--- Data to use Enclosed Below ---

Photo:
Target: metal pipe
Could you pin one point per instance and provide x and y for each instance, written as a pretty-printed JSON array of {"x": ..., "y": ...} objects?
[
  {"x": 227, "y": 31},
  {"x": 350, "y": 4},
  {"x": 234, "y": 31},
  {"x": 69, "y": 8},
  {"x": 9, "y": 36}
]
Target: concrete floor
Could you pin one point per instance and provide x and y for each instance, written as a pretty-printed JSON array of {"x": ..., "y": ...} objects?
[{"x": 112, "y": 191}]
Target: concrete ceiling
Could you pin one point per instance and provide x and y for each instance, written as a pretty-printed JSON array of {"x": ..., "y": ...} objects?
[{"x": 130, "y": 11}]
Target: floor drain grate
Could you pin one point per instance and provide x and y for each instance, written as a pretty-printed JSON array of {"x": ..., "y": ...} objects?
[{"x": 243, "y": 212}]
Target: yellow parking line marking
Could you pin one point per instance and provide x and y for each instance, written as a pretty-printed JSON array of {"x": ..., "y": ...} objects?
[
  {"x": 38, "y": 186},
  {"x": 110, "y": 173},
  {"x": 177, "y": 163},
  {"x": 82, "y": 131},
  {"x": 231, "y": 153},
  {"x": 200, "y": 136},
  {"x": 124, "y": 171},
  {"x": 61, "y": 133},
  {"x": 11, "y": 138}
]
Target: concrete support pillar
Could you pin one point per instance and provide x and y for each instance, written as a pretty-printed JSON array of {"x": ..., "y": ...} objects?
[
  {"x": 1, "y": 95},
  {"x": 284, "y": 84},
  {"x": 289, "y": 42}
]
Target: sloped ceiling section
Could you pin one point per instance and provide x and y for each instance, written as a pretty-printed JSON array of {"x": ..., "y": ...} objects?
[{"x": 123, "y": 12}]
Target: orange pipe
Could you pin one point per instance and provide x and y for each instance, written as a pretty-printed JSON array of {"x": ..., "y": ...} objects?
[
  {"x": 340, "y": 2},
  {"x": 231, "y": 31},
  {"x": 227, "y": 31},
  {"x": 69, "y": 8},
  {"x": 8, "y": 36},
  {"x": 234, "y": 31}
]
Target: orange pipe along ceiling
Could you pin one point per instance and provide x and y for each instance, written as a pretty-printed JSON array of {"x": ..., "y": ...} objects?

--- End of Enclosed Data to use ---

The material is to be given again in full and without variation.

Photo:
Target: metal pipe
Could you pin one point per instance and provide x and y for each instance, written as a pretty-printed JSON array of {"x": ..., "y": ...} objects?
[
  {"x": 227, "y": 31},
  {"x": 350, "y": 4},
  {"x": 234, "y": 31},
  {"x": 69, "y": 8},
  {"x": 9, "y": 36}
]
Target: concrete floor
Could you pin one point per instance and provide x and y for each instance, written as a pretty-printed JSON array of {"x": ..., "y": ...} objects?
[{"x": 112, "y": 191}]
Target: concrete ceiling
Could you pin one point per instance and provide x and y for each instance, written as a pretty-printed JSON array of {"x": ..., "y": ...} objects?
[{"x": 130, "y": 11}]
Target: floor drain grate
Could you pin one point per instance and provide x and y for each instance, written as a pretty-printed JSON array of {"x": ..., "y": ...} objects?
[{"x": 243, "y": 212}]
Target: yellow parking line marking
Could you pin one point per instance and provide x and y for each instance, written as a pretty-printed JSON array of {"x": ..., "y": ...} objects?
[
  {"x": 38, "y": 186},
  {"x": 110, "y": 173},
  {"x": 177, "y": 163},
  {"x": 82, "y": 131},
  {"x": 231, "y": 153},
  {"x": 200, "y": 136},
  {"x": 124, "y": 171},
  {"x": 61, "y": 133},
  {"x": 11, "y": 138}
]
Target: concrete support pillar
Could you pin one point per instance and provide x and y for each instance, written as a pretty-printed JSON array of {"x": ..., "y": ...} objects?
[
  {"x": 1, "y": 95},
  {"x": 284, "y": 84},
  {"x": 289, "y": 42}
]
Target: sloped ceiling section
Could you pin one point per instance and provide x and y for each instance, written as a pretty-printed JSON array of {"x": ..., "y": ...} objects?
[{"x": 123, "y": 12}]
Target: orange pipe
Could you pin one point per instance and provide x and y for each instance, written as a pretty-printed JSON array of {"x": ..., "y": ...} objects?
[
  {"x": 340, "y": 2},
  {"x": 231, "y": 31},
  {"x": 227, "y": 31},
  {"x": 69, "y": 8},
  {"x": 8, "y": 36},
  {"x": 234, "y": 31}
]
Target: orange pipe along ceiling
Could you pin one point per instance and provide x and y for each instance, written as a pretty-printed JSON array of {"x": ..., "y": ...} objects?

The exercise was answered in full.